[Saved entries]
= = = =
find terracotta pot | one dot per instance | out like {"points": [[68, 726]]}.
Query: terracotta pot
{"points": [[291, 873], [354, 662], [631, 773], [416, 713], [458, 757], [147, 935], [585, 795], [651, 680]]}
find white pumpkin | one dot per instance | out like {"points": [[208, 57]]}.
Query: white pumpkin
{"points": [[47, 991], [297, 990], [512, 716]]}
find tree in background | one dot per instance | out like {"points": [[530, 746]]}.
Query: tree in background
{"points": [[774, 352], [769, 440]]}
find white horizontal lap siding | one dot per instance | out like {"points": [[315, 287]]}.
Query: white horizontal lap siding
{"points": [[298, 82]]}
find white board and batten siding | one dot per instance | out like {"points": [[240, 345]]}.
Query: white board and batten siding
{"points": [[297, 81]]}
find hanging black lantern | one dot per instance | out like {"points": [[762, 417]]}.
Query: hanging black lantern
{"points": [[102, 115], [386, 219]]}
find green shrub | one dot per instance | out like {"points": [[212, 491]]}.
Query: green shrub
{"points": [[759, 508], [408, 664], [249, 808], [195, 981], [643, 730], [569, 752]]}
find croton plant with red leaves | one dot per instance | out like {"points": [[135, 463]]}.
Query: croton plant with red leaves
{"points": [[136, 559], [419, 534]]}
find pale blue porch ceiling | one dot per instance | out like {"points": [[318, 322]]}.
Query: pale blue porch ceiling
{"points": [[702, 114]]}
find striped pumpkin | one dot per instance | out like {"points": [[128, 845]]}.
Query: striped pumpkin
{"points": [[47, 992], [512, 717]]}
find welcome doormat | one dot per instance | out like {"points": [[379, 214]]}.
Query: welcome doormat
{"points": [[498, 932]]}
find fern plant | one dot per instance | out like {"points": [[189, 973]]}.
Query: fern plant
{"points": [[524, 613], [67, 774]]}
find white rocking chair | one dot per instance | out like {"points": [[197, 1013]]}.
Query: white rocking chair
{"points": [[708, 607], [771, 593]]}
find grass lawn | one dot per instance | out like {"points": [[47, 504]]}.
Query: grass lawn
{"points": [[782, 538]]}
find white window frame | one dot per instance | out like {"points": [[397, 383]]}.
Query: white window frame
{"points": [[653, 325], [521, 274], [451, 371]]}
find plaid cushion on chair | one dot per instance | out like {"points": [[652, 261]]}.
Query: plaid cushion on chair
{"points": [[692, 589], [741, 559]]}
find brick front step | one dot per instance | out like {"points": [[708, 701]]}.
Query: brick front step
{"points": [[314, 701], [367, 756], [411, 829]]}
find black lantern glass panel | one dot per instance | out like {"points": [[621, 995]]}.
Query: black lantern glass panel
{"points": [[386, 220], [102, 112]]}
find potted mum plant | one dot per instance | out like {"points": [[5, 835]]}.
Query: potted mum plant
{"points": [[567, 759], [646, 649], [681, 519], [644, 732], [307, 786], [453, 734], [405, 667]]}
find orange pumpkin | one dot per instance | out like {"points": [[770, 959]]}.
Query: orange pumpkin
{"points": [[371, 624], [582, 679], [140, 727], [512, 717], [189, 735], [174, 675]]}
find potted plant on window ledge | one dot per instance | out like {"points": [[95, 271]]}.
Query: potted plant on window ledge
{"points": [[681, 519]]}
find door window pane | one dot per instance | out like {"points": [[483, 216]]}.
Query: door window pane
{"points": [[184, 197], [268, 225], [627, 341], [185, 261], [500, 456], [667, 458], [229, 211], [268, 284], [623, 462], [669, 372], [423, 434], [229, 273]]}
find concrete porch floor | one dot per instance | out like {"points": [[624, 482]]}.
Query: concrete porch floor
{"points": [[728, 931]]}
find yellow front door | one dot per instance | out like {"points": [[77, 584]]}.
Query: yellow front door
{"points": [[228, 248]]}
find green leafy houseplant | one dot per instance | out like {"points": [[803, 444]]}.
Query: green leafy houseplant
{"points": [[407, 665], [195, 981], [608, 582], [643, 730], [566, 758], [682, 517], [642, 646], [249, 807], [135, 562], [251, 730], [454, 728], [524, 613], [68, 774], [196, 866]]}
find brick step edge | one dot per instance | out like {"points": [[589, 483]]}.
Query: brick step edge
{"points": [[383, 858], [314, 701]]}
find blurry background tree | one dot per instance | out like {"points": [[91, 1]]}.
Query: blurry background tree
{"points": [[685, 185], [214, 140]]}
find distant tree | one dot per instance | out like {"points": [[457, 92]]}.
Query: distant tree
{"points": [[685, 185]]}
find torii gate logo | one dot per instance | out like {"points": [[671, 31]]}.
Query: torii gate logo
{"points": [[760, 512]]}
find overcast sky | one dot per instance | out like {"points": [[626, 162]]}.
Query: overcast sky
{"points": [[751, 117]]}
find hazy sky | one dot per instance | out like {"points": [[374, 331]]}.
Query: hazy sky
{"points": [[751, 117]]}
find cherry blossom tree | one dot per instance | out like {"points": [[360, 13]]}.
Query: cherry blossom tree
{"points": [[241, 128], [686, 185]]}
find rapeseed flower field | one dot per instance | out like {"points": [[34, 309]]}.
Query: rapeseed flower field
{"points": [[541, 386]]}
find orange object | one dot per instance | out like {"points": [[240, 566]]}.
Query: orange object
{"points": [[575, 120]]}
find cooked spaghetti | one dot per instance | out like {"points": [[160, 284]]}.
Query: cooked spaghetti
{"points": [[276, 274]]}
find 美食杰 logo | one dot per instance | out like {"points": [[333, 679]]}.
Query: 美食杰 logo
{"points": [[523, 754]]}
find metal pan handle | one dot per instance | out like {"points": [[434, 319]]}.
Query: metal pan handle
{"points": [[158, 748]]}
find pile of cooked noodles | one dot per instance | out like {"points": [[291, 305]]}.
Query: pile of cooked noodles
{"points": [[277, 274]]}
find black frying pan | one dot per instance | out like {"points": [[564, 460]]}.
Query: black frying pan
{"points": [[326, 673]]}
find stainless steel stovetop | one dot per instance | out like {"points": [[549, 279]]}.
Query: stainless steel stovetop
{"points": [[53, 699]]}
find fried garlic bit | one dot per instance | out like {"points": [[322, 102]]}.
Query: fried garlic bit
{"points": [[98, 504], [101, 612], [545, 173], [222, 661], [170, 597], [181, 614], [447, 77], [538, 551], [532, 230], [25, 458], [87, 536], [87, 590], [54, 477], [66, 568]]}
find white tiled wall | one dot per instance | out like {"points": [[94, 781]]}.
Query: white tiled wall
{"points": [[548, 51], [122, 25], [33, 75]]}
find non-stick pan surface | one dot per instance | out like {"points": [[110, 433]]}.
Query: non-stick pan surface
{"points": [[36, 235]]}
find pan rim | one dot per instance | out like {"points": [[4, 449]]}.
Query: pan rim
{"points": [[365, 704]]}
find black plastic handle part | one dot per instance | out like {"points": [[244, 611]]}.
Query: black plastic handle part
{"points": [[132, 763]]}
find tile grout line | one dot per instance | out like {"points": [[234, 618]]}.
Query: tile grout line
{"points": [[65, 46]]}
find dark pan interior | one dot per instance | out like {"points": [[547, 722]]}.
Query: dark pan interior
= = = =
== Task statement ==
What lines in the data include the string "interior"? Copy each one.

== Result of this exercise ==
find dark pan interior | one dot per instance | out like {"points": [[547, 722]]}.
Query: dark pan interior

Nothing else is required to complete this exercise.